→ **WHAT TO PRODUCE**
Treat the line containing "of the man's" as the first line and the final line of the material below as the last; reproduce that range exactly.

→ **RECORDS PROVIDED**
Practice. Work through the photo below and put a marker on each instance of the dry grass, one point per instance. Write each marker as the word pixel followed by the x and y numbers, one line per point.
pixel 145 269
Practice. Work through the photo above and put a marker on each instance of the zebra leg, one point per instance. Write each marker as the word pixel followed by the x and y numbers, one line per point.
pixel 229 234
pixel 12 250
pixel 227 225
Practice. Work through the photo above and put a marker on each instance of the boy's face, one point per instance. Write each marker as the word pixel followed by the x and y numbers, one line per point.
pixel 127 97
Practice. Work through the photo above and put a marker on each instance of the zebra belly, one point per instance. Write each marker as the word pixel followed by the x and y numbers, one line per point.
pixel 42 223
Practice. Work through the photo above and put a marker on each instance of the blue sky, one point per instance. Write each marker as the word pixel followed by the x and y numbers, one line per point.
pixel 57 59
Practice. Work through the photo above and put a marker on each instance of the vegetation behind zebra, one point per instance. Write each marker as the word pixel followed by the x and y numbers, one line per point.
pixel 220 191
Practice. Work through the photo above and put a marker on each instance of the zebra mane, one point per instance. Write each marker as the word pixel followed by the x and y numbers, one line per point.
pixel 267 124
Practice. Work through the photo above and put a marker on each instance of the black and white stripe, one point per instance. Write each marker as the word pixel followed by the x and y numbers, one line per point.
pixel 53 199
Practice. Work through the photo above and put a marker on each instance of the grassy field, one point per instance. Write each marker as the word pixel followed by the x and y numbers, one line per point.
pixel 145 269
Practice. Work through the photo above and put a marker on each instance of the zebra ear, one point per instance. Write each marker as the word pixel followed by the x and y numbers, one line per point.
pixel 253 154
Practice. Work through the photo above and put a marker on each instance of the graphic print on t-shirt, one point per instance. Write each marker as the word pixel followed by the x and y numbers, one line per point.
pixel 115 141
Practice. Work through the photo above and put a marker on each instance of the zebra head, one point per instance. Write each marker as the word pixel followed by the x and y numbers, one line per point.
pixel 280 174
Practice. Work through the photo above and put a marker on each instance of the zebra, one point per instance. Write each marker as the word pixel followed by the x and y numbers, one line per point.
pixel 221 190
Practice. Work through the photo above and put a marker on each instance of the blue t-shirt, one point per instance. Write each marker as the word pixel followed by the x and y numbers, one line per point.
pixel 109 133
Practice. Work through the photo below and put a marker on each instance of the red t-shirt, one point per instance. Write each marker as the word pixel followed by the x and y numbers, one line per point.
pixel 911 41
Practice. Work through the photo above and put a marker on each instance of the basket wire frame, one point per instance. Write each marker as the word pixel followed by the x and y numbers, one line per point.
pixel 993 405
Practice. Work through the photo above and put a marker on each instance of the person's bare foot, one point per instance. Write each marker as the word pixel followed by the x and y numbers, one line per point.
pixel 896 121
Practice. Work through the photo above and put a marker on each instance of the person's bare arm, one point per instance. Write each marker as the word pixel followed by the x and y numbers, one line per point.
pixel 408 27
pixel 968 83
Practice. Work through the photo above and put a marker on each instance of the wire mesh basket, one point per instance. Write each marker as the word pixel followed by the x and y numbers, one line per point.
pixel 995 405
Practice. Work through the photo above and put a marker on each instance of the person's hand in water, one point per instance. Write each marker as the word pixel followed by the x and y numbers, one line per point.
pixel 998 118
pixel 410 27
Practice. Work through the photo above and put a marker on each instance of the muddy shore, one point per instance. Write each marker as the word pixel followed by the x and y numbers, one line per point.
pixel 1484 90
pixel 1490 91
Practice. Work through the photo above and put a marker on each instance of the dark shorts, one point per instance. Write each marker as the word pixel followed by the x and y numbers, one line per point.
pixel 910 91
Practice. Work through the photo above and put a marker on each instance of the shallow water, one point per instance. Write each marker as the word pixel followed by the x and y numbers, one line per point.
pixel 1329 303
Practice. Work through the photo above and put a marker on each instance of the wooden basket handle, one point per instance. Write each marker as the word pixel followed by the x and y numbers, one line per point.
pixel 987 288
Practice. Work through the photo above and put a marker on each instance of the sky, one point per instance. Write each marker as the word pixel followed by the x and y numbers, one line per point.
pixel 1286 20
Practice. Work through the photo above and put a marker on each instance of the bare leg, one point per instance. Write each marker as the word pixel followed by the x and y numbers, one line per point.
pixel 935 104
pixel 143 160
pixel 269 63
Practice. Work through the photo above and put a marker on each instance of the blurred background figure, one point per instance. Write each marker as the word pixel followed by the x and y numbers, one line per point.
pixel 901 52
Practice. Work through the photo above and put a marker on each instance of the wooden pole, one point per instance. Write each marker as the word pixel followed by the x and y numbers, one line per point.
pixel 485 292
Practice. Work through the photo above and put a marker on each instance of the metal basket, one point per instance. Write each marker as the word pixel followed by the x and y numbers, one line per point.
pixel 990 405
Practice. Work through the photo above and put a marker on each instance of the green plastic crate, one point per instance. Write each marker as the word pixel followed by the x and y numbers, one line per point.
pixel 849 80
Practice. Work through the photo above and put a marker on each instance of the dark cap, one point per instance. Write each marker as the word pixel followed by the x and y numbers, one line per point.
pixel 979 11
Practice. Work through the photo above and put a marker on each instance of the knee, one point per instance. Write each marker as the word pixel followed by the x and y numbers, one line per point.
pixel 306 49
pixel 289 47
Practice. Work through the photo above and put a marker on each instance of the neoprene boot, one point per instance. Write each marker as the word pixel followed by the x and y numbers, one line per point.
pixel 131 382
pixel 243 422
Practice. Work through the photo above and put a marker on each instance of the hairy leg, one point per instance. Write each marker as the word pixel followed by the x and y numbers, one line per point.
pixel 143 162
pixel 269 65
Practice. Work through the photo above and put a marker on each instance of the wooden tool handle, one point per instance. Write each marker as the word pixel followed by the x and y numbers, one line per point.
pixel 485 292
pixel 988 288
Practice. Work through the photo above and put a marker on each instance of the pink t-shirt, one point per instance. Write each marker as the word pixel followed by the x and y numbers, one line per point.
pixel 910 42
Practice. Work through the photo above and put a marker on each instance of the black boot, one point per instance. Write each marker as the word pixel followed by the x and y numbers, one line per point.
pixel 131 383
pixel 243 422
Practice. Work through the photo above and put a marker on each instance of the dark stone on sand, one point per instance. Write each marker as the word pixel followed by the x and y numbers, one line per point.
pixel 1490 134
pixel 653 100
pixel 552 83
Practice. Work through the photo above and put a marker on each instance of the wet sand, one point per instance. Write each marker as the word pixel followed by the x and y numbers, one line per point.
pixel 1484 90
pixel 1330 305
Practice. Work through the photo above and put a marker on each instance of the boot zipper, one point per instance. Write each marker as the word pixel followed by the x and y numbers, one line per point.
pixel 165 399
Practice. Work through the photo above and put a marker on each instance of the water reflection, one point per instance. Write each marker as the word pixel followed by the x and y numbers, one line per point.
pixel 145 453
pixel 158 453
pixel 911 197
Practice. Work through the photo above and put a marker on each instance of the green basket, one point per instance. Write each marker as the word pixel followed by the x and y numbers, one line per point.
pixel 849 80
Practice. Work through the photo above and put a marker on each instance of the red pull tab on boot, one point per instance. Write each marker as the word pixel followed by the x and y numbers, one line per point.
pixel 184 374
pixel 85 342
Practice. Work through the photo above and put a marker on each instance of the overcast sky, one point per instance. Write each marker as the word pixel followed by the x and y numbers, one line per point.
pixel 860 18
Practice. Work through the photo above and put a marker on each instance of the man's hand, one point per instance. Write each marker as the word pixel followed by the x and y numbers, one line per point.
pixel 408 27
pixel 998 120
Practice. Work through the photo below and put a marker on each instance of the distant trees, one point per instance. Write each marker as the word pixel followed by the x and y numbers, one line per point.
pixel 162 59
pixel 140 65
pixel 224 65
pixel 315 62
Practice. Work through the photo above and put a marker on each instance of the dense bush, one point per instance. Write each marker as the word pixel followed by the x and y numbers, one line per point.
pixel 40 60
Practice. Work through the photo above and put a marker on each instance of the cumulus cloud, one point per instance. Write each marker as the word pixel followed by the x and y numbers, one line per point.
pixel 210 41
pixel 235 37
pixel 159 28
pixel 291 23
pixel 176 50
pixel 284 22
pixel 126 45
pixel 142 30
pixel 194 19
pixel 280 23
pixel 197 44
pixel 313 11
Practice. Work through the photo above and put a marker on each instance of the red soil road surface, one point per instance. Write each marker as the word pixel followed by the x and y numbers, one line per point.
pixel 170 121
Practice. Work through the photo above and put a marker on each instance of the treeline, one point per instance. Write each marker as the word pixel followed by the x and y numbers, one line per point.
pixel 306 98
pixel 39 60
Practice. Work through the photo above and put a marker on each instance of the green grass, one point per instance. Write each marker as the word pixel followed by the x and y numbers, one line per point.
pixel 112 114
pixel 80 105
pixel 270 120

→ **THE REPLY**
Practice. Work through the photo above and put a marker on each instance of the man's hand, one point per instance. Write each marker as the word pixel followed by the x and y numbers, one line per point.
pixel 408 27
pixel 998 120
Practice. Work through the photo below and put a marker on each instance of the distant trees, one point per instance. Write each marker as the word pixel followed by the x and y numbers, one line per point.
pixel 162 59
pixel 140 65
pixel 224 65
pixel 315 62
Practice. Work through the photo above and put a marker on each instance of the dense bush, one point per instance. Write each marker as the word pixel followed by the x and y numbers, one line per point.
pixel 40 60
Practice. Work through the photo above and put a marker on each instance of the cumulus cloud, one point per instance. Write each marker as the word pixel followed by the x and y numbers, one line per point.
pixel 210 41
pixel 235 37
pixel 159 28
pixel 291 23
pixel 176 50
pixel 284 22
pixel 126 45
pixel 142 30
pixel 194 19
pixel 280 23
pixel 197 44
pixel 313 11
Practice. Work through the photo above and put a marker on each instance of the red soil road surface, one point per instance. Write each marker as the word pixel followed by the x and y numbers, one line per point.
pixel 170 121
Practice. Work through the photo above and put a marker on each instance of the treeline, one point per instance. Write each marker as the word pixel followed by the x and y numbers, one line per point.
pixel 306 98
pixel 39 60
Practice. Work through the photo above and put a marker on each instance of the green grass, one point per instance. Write each marker as the word pixel followed by the x and y numbers, one line per point.
pixel 112 114
pixel 80 105
pixel 270 120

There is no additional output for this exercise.